Text provided —
####################
At times, the mere fact that
departmental faculty are pursuing an active, diverse and uncontrolled set of
research agendas may be perceived negatively by school administrators. While
such departments continue to recruit promising scholars on the basis of their
research production, the departmental leadership is caught in a bind. They need
such scholars for the department’s reputation and grant-getting ability, but
once there, these scholars may pose some threat to the order of business within
the department (and to the security of the chair who has likely already traded
the kind of professional security earned from scholarly inquiry and production
for the kind won by allegiance and loyalty to university higher-ups).
Appointed chairs can slowly
and steadily shift faculty focus from scholarly pursuits that advance a field
to those that advance the chair, a possibility especially troubling to junior
faculty seeking tenure. Much as external pressures on the corporate university
constrain and refocus academic research, so too do internal incentives on the
departmental level. As in much of university politics, junior faculty are the
most vulnerable. Faculty governance in departments that have remade themselves
along corporate culture lines can become little more than a parody of
pseudo-democratic (or simply non-democratic) governance, in which faculty
simply (and always) endorse administrative positions. Faculty managers’ and
department chairs’ only convictions are those that do not ruffle administrative
feathers of those higher up. And the chill that blankets departments in which
power has been centralized results in the further entrenchment of
anti-democratic tendencies.
####################
Excerpted records —

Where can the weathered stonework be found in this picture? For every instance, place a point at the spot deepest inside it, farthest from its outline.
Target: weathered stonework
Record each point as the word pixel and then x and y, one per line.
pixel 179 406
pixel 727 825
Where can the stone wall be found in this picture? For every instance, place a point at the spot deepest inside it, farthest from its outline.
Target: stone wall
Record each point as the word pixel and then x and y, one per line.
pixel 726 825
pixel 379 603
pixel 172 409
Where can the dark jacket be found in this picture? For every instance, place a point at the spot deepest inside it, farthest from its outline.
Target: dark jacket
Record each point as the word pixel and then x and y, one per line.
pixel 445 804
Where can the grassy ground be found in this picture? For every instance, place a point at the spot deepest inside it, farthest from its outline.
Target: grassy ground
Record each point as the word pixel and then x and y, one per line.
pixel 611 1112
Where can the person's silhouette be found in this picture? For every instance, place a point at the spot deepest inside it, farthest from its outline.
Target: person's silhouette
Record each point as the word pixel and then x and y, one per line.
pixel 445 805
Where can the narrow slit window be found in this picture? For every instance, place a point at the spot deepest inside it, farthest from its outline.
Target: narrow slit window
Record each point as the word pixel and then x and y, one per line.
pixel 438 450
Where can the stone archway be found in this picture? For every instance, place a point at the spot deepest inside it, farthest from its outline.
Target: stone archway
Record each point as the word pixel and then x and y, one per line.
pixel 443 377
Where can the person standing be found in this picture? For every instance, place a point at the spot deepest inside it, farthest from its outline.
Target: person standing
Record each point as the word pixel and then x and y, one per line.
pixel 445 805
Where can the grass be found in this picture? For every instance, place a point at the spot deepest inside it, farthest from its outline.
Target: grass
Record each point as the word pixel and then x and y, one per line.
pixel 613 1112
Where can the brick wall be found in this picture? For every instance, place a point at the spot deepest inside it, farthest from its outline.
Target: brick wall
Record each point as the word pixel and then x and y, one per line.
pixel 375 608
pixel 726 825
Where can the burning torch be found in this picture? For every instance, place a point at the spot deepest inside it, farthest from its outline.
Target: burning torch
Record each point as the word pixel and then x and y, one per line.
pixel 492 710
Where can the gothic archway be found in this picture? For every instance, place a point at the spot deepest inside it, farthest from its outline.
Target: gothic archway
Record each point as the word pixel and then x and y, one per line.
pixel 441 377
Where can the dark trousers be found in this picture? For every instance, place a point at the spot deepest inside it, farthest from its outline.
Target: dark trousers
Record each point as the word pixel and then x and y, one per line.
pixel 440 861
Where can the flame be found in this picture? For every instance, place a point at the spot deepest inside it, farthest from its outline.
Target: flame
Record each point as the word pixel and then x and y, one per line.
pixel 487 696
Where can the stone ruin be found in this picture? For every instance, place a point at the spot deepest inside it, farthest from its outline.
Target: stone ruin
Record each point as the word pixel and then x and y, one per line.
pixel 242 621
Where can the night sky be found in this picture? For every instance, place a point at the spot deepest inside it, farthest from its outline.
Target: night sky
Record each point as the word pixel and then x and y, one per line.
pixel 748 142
####################
Task list —
1: From the text on departmental governance, extract the part that opens with the words containing "At times, the" and closes with "to university higher-ups).".
2: In the text on departmental governance, which faculty members are described as the most vulnerable?
The items are not needed for what comes next.

Answers for each item —
1:
At times, the mere fact that
departmental faculty are pursuing an active, diverse and uncontrolled set of
research agendas may be perceived negatively by school administrators. While
such departments continue to recruit promising scholars on the basis of their
research production, the departmental leadership is caught in a bind. They need
such scholars for the department’s reputation and grant-getting ability, but
once there, these scholars may pose some threat to the order of business within
the department (and to the security of the chair who has likely already traded
the kind of professional security earned from scholarly inquiry and production
for the kind won by allegiance and loyalty to university higher-ups).

2: Junior faculty are the most vulnerable.